_To do:_ Pick out and copy each line in the entries below that contains the string "batting". The match is case-sensitive.

— start of Raw data —

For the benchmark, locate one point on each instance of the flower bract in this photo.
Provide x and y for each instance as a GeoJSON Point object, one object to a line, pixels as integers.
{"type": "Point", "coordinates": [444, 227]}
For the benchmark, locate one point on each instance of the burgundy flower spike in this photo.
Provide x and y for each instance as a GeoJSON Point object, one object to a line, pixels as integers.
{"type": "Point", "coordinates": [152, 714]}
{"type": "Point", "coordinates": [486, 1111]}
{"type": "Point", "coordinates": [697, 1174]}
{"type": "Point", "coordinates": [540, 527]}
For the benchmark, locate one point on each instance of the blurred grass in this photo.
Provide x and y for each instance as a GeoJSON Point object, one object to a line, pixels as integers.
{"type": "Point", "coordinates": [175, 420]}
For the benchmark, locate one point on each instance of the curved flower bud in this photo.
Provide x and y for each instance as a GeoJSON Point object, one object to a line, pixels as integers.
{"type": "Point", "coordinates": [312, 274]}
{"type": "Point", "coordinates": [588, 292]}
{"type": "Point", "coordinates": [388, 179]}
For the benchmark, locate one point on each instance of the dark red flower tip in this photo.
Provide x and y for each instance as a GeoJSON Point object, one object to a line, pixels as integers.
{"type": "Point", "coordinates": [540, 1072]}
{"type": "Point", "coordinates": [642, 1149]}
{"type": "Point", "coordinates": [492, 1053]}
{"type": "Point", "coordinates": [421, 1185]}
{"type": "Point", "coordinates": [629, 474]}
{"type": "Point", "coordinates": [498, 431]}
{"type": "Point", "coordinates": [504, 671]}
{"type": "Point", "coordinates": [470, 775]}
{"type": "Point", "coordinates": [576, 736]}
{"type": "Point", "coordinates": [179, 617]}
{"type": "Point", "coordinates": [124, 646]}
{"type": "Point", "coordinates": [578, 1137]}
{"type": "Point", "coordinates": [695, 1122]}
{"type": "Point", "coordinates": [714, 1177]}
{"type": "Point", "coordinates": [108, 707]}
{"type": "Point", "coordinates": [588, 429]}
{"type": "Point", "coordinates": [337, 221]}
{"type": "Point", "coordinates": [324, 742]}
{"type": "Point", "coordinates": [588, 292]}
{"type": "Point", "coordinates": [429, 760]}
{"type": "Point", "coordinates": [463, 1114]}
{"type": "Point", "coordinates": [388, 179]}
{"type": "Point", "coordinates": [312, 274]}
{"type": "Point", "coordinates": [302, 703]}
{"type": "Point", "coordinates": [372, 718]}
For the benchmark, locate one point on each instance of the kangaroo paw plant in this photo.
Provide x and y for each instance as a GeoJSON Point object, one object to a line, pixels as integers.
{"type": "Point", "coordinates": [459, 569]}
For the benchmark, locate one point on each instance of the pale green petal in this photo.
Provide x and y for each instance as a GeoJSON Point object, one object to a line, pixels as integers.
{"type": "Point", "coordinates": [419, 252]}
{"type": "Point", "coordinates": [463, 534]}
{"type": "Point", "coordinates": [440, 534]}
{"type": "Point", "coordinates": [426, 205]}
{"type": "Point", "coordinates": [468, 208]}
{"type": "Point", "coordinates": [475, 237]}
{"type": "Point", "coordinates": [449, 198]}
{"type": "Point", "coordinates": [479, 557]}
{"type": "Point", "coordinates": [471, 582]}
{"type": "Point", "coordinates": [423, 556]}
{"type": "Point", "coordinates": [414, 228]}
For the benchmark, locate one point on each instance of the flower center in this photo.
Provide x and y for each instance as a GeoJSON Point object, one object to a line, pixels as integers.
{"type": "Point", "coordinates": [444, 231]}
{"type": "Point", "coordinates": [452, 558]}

— end of Raw data —
— start of Raw data —

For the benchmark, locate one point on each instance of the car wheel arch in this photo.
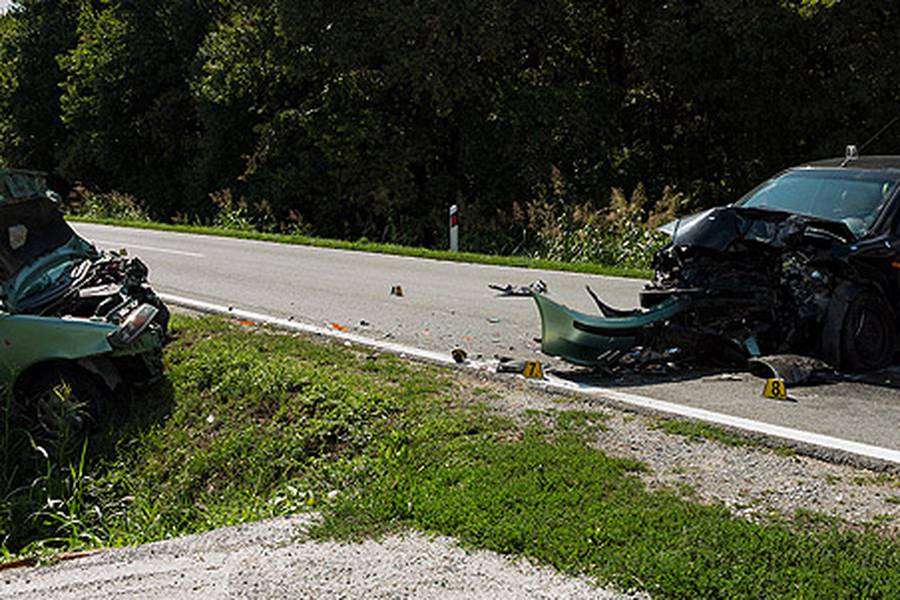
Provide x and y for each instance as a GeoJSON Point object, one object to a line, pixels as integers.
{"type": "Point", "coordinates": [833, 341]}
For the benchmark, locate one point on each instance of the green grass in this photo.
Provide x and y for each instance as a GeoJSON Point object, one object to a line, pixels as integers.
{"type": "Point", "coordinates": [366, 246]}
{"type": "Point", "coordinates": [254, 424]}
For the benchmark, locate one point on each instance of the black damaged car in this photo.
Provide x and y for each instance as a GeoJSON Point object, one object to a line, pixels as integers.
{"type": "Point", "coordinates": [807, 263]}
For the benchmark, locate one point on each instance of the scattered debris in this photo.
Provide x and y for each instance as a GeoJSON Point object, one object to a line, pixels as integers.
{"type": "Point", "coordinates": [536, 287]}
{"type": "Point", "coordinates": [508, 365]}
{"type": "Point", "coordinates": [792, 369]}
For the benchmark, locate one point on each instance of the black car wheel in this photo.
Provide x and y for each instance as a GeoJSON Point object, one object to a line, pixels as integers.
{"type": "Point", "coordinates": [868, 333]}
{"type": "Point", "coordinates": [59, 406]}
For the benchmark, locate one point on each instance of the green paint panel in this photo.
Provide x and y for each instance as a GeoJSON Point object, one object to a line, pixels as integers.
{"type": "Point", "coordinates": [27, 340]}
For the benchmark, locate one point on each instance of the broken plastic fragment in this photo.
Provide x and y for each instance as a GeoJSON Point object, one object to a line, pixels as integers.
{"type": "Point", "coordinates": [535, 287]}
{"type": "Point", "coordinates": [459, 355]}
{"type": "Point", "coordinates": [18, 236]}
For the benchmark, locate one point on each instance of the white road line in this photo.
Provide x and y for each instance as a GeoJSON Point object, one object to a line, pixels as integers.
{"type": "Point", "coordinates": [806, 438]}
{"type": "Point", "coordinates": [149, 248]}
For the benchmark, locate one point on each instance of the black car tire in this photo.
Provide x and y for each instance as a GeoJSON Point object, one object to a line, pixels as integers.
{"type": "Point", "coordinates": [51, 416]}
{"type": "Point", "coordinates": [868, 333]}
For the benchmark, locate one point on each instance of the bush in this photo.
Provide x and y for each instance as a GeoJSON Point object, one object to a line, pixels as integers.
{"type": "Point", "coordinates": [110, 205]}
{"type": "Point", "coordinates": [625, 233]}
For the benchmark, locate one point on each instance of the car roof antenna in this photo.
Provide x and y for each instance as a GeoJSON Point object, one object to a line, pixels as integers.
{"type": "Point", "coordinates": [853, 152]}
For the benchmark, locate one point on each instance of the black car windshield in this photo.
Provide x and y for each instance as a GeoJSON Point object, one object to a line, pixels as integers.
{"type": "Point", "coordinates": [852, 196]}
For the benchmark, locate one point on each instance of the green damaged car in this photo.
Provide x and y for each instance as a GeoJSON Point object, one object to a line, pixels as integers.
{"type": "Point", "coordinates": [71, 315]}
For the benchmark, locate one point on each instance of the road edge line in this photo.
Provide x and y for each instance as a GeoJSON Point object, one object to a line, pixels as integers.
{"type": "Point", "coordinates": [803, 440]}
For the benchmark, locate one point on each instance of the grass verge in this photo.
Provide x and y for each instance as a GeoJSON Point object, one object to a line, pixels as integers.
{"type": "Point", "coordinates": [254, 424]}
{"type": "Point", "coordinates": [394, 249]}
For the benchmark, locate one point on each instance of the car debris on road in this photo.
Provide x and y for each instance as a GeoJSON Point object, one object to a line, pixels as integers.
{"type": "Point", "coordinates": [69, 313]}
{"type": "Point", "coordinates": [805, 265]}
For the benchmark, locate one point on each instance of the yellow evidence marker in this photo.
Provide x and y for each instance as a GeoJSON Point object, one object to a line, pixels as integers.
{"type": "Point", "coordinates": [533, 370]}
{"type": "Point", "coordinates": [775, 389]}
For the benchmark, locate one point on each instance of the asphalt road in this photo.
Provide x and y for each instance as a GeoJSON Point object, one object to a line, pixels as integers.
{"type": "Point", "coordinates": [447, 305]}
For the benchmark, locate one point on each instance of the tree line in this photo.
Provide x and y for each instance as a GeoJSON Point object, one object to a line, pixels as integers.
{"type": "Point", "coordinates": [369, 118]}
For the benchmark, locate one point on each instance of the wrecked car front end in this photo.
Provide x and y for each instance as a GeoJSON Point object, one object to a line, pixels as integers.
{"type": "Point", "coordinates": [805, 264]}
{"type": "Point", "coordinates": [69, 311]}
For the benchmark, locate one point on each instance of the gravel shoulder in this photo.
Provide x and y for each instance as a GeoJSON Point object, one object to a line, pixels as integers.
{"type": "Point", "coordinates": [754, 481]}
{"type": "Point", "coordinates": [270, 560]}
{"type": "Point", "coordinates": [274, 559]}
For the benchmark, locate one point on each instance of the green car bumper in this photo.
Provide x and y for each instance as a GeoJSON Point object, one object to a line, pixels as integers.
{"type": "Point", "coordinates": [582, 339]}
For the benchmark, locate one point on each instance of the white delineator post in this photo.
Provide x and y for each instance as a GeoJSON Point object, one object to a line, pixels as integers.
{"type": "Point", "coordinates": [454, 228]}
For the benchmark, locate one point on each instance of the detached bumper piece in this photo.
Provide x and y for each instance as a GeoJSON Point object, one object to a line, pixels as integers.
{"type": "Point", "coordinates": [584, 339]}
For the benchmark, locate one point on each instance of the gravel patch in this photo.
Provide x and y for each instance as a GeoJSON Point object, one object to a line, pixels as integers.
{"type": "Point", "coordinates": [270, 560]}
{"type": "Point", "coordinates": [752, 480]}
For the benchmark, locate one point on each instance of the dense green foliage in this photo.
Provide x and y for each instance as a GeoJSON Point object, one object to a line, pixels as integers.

— end of Raw data —
— start of Raw data —

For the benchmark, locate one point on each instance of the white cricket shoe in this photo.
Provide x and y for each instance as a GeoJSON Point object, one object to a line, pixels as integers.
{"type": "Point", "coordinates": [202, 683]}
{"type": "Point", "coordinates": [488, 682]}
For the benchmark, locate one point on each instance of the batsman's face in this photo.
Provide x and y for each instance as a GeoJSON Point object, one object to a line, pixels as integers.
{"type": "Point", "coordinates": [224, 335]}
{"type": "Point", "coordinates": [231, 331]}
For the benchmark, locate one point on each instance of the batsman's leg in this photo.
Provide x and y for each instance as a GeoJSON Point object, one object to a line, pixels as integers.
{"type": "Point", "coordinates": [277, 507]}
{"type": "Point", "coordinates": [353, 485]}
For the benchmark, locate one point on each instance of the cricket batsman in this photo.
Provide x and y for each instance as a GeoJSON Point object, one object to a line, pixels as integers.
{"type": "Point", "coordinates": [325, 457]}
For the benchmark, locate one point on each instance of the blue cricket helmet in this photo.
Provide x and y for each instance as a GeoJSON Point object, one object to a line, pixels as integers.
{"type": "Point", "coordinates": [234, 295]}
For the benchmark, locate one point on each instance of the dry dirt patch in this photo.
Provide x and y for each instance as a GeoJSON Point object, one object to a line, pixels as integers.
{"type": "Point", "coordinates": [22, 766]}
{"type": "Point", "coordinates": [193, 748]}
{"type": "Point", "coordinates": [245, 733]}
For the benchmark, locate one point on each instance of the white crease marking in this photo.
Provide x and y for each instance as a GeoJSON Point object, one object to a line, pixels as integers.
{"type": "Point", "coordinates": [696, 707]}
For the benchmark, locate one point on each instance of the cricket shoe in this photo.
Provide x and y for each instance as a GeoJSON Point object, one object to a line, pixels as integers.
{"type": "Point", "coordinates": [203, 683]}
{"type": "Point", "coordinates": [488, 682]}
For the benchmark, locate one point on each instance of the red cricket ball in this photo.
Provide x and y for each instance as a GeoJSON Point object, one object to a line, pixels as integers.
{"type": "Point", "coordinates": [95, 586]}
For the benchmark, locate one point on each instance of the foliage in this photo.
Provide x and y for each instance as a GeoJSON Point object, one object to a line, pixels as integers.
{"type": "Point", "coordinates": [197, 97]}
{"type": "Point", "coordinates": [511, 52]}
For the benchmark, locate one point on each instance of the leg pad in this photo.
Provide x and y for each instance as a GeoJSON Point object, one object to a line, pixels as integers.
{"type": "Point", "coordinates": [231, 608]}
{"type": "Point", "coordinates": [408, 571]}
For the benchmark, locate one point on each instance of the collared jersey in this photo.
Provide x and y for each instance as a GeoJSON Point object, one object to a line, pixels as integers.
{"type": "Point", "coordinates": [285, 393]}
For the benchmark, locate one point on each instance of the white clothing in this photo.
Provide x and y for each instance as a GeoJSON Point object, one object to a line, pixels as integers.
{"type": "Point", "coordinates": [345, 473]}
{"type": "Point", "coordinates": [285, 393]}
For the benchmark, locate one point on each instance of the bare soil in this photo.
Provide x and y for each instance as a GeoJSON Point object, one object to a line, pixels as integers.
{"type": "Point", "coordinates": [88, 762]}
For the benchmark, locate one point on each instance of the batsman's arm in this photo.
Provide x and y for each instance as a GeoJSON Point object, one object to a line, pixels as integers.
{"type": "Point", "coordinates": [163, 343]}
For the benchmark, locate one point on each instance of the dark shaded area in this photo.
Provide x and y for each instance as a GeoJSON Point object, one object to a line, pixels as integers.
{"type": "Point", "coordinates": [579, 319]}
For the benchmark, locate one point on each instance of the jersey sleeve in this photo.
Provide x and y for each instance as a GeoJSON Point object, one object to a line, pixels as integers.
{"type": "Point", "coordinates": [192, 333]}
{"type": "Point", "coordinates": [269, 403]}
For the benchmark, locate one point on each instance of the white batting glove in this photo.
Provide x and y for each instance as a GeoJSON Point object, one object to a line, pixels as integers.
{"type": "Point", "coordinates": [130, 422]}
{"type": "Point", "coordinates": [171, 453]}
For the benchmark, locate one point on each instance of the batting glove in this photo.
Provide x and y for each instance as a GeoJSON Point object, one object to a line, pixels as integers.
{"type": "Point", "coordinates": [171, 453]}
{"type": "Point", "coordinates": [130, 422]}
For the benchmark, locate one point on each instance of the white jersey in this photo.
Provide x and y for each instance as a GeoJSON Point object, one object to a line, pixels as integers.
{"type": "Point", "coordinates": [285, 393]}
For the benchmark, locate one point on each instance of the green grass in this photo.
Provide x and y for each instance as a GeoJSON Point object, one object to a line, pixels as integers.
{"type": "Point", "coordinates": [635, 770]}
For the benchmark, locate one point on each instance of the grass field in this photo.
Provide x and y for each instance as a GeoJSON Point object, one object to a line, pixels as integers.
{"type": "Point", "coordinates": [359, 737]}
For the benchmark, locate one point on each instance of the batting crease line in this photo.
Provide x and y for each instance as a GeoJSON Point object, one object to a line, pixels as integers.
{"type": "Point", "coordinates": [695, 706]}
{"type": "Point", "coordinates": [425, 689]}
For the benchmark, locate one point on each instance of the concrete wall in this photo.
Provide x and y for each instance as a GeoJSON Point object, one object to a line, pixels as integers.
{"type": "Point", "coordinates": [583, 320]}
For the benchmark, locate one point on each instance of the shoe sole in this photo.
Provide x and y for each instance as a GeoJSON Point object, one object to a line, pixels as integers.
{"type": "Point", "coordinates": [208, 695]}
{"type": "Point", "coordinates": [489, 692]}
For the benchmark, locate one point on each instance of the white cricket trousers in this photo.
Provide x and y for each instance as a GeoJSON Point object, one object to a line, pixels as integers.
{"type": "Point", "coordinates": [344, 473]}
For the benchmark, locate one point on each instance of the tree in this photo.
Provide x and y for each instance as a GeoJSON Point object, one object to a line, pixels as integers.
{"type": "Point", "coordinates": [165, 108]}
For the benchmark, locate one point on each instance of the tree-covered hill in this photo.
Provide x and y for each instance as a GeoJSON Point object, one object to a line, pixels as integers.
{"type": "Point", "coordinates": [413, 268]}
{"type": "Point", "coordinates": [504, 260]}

— end of Raw data —

_Answer below:_
For the benchmark, locate one point on each instance of the white batting glove in this photo.
For the benchmark, locate one point on each instance of the batting glove in this photo.
For the benchmark, locate one point on each instance of the batting crease line in this photo.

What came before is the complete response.